TASK TO CARRY OUT = Copy the material from its start through the line containing "174 129 L 190", both ends included, and scale by 2 each coordinate in the outlines given as answers, rounding to whole numbers with halves going up. Leave every other number, including those in the format samples, unchanged, and leave the pictures out.

○ ○ ○ ○

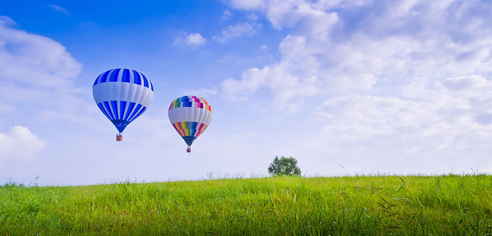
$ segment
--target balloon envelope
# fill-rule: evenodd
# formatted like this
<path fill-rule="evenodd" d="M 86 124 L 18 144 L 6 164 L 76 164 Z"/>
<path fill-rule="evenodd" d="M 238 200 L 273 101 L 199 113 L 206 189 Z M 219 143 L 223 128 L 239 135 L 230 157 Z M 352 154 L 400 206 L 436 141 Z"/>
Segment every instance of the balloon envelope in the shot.
<path fill-rule="evenodd" d="M 121 133 L 149 107 L 154 86 L 135 70 L 113 69 L 96 79 L 92 95 L 99 109 Z"/>
<path fill-rule="evenodd" d="M 167 114 L 174 129 L 190 146 L 209 127 L 214 110 L 210 104 L 201 97 L 184 96 L 171 103 Z"/>

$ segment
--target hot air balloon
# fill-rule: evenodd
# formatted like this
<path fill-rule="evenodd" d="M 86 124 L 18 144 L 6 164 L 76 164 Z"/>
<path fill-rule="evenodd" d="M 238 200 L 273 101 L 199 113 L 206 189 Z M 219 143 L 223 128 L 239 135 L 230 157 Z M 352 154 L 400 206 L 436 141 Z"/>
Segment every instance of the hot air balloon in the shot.
<path fill-rule="evenodd" d="M 184 96 L 171 103 L 167 114 L 174 129 L 188 145 L 186 152 L 190 152 L 191 144 L 212 122 L 214 110 L 201 97 Z"/>
<path fill-rule="evenodd" d="M 92 86 L 94 100 L 123 140 L 126 126 L 147 110 L 154 97 L 154 86 L 143 74 L 129 69 L 113 69 L 101 74 Z"/>

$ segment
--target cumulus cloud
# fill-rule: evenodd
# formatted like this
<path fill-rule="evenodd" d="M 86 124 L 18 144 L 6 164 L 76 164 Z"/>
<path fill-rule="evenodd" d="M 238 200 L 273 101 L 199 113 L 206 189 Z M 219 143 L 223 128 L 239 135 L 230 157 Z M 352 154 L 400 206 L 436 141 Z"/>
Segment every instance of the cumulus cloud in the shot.
<path fill-rule="evenodd" d="M 211 95 L 216 94 L 217 87 L 214 86 L 210 88 L 202 88 L 198 89 L 184 89 L 184 94 L 196 95 L 200 97 L 207 97 Z"/>
<path fill-rule="evenodd" d="M 491 166 L 490 2 L 226 2 L 286 33 L 278 60 L 224 80 L 223 95 L 266 91 L 273 108 L 290 112 L 319 104 L 309 124 L 322 128 L 306 146 L 334 155 Z"/>
<path fill-rule="evenodd" d="M 4 117 L 25 112 L 37 118 L 88 122 L 87 116 L 94 111 L 79 97 L 87 90 L 74 83 L 82 65 L 59 42 L 14 29 L 13 23 L 7 17 L 0 19 Z"/>
<path fill-rule="evenodd" d="M 214 36 L 212 39 L 220 43 L 226 43 L 234 38 L 243 35 L 251 36 L 263 26 L 259 23 L 240 22 L 234 26 L 229 26 L 222 30 L 222 34 Z"/>
<path fill-rule="evenodd" d="M 47 141 L 28 128 L 15 125 L 7 133 L 0 133 L 0 158 L 2 160 L 33 161 L 47 144 Z"/>
<path fill-rule="evenodd" d="M 82 65 L 60 43 L 9 28 L 12 22 L 6 17 L 0 20 L 0 76 L 4 82 L 59 87 L 69 83 L 66 78 L 73 78 L 80 72 Z"/>
<path fill-rule="evenodd" d="M 190 33 L 186 37 L 186 42 L 188 44 L 201 45 L 207 42 L 207 39 L 202 37 L 198 33 Z"/>
<path fill-rule="evenodd" d="M 231 15 L 232 14 L 231 14 L 231 12 L 229 11 L 229 10 L 226 10 L 224 11 L 224 14 L 222 15 L 222 17 L 220 18 L 220 19 L 223 21 L 227 20 L 229 19 L 229 17 L 231 17 Z"/>
<path fill-rule="evenodd" d="M 50 7 L 53 8 L 55 11 L 62 12 L 62 13 L 65 14 L 67 15 L 70 15 L 70 12 L 66 10 L 65 8 L 62 7 L 61 6 L 55 5 L 54 4 L 50 4 Z"/>
<path fill-rule="evenodd" d="M 181 34 L 181 36 L 175 36 L 174 45 L 175 46 L 186 45 L 191 49 L 197 46 L 203 45 L 207 42 L 207 39 L 202 36 L 199 33 L 186 33 Z"/>
<path fill-rule="evenodd" d="M 238 9 L 251 9 L 243 1 L 227 2 Z M 274 28 L 291 29 L 292 33 L 279 45 L 280 60 L 264 69 L 278 67 L 303 88 L 316 84 L 318 89 L 308 95 L 311 96 L 374 92 L 402 84 L 490 74 L 492 35 L 486 22 L 491 19 L 481 10 L 487 6 L 481 5 L 490 6 L 460 1 L 265 0 L 254 4 L 254 9 Z M 374 14 L 376 9 L 378 14 Z M 292 95 L 284 97 L 292 103 L 305 96 L 289 92 L 291 88 L 272 83 L 274 78 L 276 75 L 262 74 L 254 79 L 243 76 L 236 85 L 245 88 L 235 88 L 233 93 L 247 96 L 265 87 L 274 96 L 286 90 Z M 229 86 L 233 79 L 222 83 L 227 95 L 231 95 Z M 248 85 L 256 81 L 263 82 L 258 87 Z"/>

○ ○ ○ ○

COMPLETE OUTPUT =
$ segment
--target balloon envelope
# fill-rule: evenodd
# formatted like this
<path fill-rule="evenodd" d="M 86 124 L 18 144 L 6 164 L 76 164 Z"/>
<path fill-rule="evenodd" d="M 238 200 L 273 101 L 199 113 L 206 189 Z M 219 143 L 223 128 L 239 135 L 230 157 Z M 352 154 L 400 206 L 436 141 Z"/>
Segment every instance of the balloon envelope in the shot.
<path fill-rule="evenodd" d="M 242 266 L 298 214 L 308 172 L 270 140 L 226 138 L 192 158 L 184 190 L 198 218 Z"/>
<path fill-rule="evenodd" d="M 334 228 L 348 258 L 380 292 L 418 254 L 428 220 L 420 208 L 402 194 L 368 192 L 342 206 Z"/>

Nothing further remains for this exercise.